[TASK INSTRUCTIONS]:
Leave the pictures out and restate every line below exactly.

[Point localization data]:

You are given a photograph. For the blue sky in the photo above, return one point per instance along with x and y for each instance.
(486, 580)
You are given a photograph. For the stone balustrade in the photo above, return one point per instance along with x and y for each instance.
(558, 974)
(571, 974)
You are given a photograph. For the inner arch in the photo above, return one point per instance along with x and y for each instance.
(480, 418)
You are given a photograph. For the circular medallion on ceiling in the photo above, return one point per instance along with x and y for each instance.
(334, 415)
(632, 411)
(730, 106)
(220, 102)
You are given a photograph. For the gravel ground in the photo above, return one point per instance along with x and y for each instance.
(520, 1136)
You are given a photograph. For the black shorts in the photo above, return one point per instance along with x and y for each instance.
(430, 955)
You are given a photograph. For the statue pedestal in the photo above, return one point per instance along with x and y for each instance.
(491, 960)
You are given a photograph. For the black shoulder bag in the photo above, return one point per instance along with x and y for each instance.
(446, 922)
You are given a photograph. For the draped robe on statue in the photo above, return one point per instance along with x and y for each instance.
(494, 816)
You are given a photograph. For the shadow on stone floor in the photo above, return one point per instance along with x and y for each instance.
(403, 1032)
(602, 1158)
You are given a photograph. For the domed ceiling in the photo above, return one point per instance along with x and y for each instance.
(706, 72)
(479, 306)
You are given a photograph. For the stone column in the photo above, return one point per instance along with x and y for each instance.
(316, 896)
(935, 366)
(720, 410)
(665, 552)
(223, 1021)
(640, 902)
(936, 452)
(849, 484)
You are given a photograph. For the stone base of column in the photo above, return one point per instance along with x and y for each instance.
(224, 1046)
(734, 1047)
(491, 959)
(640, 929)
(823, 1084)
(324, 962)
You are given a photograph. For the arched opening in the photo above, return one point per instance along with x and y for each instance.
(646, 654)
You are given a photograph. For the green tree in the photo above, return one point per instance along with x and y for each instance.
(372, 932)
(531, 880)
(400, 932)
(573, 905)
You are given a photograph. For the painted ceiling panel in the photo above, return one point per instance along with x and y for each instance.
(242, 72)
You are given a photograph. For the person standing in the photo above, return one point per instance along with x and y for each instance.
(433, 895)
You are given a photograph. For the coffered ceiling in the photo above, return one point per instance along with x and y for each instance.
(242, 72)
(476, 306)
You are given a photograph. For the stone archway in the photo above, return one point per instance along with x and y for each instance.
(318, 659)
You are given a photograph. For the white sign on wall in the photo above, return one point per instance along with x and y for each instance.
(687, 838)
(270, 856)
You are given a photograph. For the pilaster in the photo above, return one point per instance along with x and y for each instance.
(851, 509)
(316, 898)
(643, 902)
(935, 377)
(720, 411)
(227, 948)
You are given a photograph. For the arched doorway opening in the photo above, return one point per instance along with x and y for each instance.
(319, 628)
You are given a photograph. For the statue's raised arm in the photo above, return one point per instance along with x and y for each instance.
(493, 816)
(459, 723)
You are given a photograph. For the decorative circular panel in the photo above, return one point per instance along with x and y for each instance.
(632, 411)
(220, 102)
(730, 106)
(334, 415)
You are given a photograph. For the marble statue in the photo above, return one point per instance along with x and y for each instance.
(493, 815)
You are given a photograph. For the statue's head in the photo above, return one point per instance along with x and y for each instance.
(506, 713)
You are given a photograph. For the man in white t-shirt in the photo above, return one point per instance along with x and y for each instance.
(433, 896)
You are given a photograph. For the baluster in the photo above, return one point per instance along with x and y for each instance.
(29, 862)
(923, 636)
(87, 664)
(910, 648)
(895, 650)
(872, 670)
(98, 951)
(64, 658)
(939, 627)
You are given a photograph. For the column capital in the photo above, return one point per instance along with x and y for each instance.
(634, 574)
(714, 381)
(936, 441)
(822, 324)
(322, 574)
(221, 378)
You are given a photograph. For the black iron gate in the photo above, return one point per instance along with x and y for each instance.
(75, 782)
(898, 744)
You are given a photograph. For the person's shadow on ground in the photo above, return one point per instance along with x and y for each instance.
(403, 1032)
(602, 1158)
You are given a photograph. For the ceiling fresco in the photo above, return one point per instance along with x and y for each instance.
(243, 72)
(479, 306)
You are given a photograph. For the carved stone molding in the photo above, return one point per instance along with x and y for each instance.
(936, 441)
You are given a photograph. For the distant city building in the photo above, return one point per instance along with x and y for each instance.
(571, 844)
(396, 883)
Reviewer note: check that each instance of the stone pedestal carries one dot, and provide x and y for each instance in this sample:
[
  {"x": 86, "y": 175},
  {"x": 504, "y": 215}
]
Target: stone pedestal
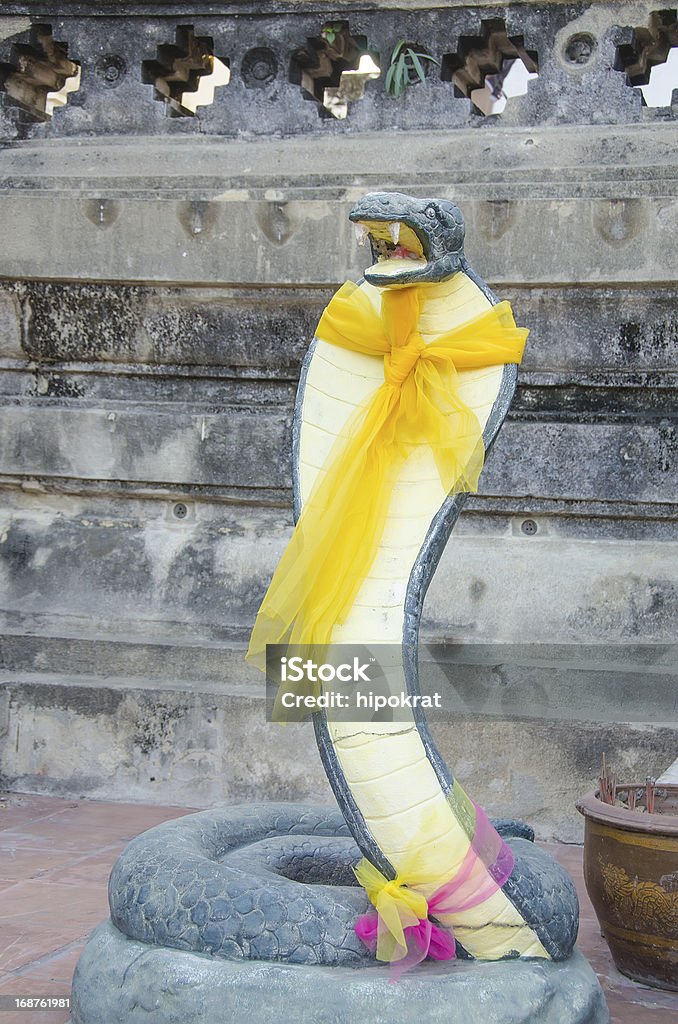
[
  {"x": 121, "y": 980},
  {"x": 247, "y": 913}
]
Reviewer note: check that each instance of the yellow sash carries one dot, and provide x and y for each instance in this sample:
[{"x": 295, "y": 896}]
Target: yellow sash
[{"x": 338, "y": 532}]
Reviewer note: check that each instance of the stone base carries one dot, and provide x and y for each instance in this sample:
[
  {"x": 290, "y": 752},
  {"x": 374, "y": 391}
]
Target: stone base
[{"x": 121, "y": 980}]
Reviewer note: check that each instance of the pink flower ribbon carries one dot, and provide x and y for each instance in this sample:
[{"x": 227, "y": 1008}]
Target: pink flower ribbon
[{"x": 485, "y": 867}]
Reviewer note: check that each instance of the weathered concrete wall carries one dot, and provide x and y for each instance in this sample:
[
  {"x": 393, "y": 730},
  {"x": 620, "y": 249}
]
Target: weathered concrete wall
[{"x": 160, "y": 280}]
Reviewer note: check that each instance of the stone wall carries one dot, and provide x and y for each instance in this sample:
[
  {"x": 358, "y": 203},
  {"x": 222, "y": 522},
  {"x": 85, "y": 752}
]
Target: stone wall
[{"x": 161, "y": 276}]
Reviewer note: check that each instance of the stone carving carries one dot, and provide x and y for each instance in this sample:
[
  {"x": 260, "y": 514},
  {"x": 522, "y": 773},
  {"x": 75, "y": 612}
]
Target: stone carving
[{"x": 272, "y": 885}]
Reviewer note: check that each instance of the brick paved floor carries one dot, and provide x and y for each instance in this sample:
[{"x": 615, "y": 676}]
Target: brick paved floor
[{"x": 55, "y": 856}]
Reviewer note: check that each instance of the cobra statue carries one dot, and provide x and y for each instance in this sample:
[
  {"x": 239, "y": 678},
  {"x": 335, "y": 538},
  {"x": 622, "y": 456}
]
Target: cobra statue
[
  {"x": 395, "y": 791},
  {"x": 276, "y": 884}
]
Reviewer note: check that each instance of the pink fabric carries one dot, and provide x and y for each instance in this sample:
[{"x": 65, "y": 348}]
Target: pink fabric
[{"x": 484, "y": 869}]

[WRITTEN ANSWER]:
You are given a photograph. For the blue sky in the photo above, return one point per instance along with x and y for each instance.
(486, 580)
You are given a photograph. For the stone balustrade in the photo above, return one point per instance along with x and y for each instance.
(558, 974)
(571, 974)
You are given a photograph. For the inner arch in the photo above, return one point per instance along with x and y for each instance.
(480, 418)
You are given a photograph. For the circular medallion on ceiling in the photo above, return one point per instance along with x and y for each instance.
(334, 415)
(632, 411)
(730, 106)
(220, 102)
You are given a photograph. For the gravel ground in the photo above, return one point per instance along with x and y for each instance.
(520, 1136)
You are given a photograph. For the black shorts in the photo above, return one point per instance along with x and y for each instance.
(430, 955)
You are given a photograph. For the statue pedestal in the photo above, return one point per instance along with x and y for each instance.
(491, 960)
You are given a photograph. For the black shoulder bag in the photo above, return one point per instance along with x and y for each instance.
(446, 922)
You are given a photograph. For the draped robe on statue in the photo above, return one point per instance along with x and y for each instance.
(494, 816)
You are given a photograph. For the shadow on stone floor in the photo above, return one point per instance along with x and y for each instance.
(403, 1032)
(602, 1158)
You are given a photograph. For the domed ceiling in the photo above, return one point per instance along with x and y for each instance.
(706, 72)
(479, 306)
You are given a photograph. For the stone column in the photo above, return one point per instance along with x and y for each instance.
(316, 896)
(935, 366)
(720, 410)
(665, 552)
(223, 1021)
(640, 902)
(936, 452)
(849, 484)
You are given a photograph. For the stone base of column in the photo above, return one point per instance along with x and y for each instance.
(224, 1046)
(734, 1047)
(491, 959)
(640, 929)
(823, 1084)
(324, 962)
You are given a photograph. For the arched opening in the photo above, return one point per instance along with x and y for each instance.
(646, 654)
You are given a photograph. For the green tree in the photo above, return one point per instance along with x and y for each instance.
(372, 932)
(531, 880)
(400, 932)
(573, 905)
You are given a photograph. For the painted ceiling panel in the photo above, return one point per instance along with x and y for each instance.
(242, 72)
You are given a photograph. For the person standing in the photo above, return one point per instance along with x and y for each instance.
(433, 895)
You are given a photograph. For the coffered ceiling in the photo above, return one point per instance along with x and y for each instance.
(242, 72)
(476, 306)
You are given a photograph. For the stone archway in the photo above, return one point per instance along with x and y for each instance.
(318, 659)
You are given a photograph. For the white sign on wall in the photo above, return one point per instance along with x and y for each instance.
(687, 838)
(270, 856)
You are given a photograph. For the pilaster in the photo above, return one point per instance along with x and y for each instance.
(851, 509)
(316, 898)
(643, 902)
(935, 377)
(720, 411)
(227, 948)
You are given a photograph. For the arched doorway opening in the photo above, return one point per instance along with x and y for each instance.
(319, 628)
You are given a photograph. For the statue's raised arm in the photo above, return one point per instance along with x and y for each instance.
(493, 816)
(459, 723)
You are given a photograph. For the decorative circular panel in the photo above, return one point per instance along with x and y for each instance.
(632, 411)
(220, 102)
(730, 106)
(334, 415)
You are given a photograph. For the marble statue in the photo above, return one point per instance along with x and y for each instance.
(493, 815)
You are given a photograph. For the statue's head in the photo above, return one point per instance along with x and y for each instance.
(506, 713)
You are given a photograph. For the man in white t-shirt in the photo above, return one point per instance along with x and y for each instance.
(433, 896)
You are given a photograph. For the baluster in the photo above, return one point per instance along with x and y for each instance.
(29, 862)
(923, 636)
(87, 664)
(910, 648)
(895, 650)
(872, 670)
(98, 951)
(64, 658)
(939, 627)
You are given a photograph. For the column capital in the photo above, return one point per instance along with x and y for each instance.
(634, 574)
(714, 381)
(936, 441)
(822, 324)
(322, 574)
(221, 378)
You are given a photograph. For the black iron gate in the photo above, return one point per instance along with x and y for each instance.
(75, 782)
(898, 744)
You are given a photograph. For the person's shadow on ground in the photo above, return one point per instance along with x and y for each instance.
(403, 1032)
(602, 1158)
You are given a photograph. For the ceiling fresco in the photo above, return one point per instance along with x and y for each instance.
(243, 72)
(479, 306)
You are given a photograph. For the carved stone molding in the photo above, return one point per instance along with x and y for each instance.
(936, 441)
You are given a photograph. For the distant city building in the photo above, return one point per instance along with x and y for each instance.
(571, 844)
(396, 883)
Reviewer note: check that each instance of the stone pedestal carries one dot, and provide x and y for each instance in this sample:
[
  {"x": 86, "y": 175},
  {"x": 504, "y": 215}
]
Target: stone pedestal
[
  {"x": 121, "y": 980},
  {"x": 247, "y": 913}
]
Reviewer note: check that each instance of the yellow sash carries one dot, and provide x and y for each instance in this sample:
[{"x": 295, "y": 896}]
Target: yellow sash
[{"x": 338, "y": 532}]
Reviewer note: check that each instance of the stone base carries one dot, and provide x and y for each instance in this sample:
[
  {"x": 290, "y": 752},
  {"x": 374, "y": 391}
]
Target: stone base
[{"x": 121, "y": 980}]
Reviewer note: check that each instance of the pink flower ribbon carries one dot, and provide x and y for each instance in this sample:
[{"x": 227, "y": 1008}]
Target: pink flower ribbon
[{"x": 485, "y": 867}]
Reviewer note: check that each instance of the weathered concrete wall carries one dot, and provide x and y for each instance in this sample:
[
  {"x": 393, "y": 730},
  {"x": 620, "y": 249}
]
Target: weathered concrete wall
[{"x": 160, "y": 280}]
Reviewer note: check that each instance of the stone wall carries one dot, and provide x and y for each instance in this sample:
[
  {"x": 358, "y": 203},
  {"x": 222, "y": 522},
  {"x": 85, "y": 752}
]
Target: stone wall
[{"x": 161, "y": 276}]
Reviewer note: check that each instance of the stone carving carries one dot, and provide x and y for each instance in this sample:
[
  {"x": 260, "y": 514},
  {"x": 522, "y": 773},
  {"x": 75, "y": 612}
]
Target: stone carving
[{"x": 272, "y": 885}]
Reviewer note: check that each instance of the brick paved floor carries one dot, and provide x and y for each instance in this sample:
[{"x": 615, "y": 676}]
Target: brick paved floor
[{"x": 55, "y": 856}]
Reviewer note: check that each instance of the cobra statue carries one dot, and provide x and y for each instance in this sample:
[
  {"x": 239, "y": 678},
  {"x": 335, "y": 538},
  {"x": 622, "y": 456}
]
Target: cobra statue
[
  {"x": 395, "y": 791},
  {"x": 276, "y": 884}
]
Reviewer note: check that each instance of the pink fabric carries one dot, and provide x and y for each instance in this sample:
[{"x": 65, "y": 348}]
Target: pink fabric
[{"x": 484, "y": 869}]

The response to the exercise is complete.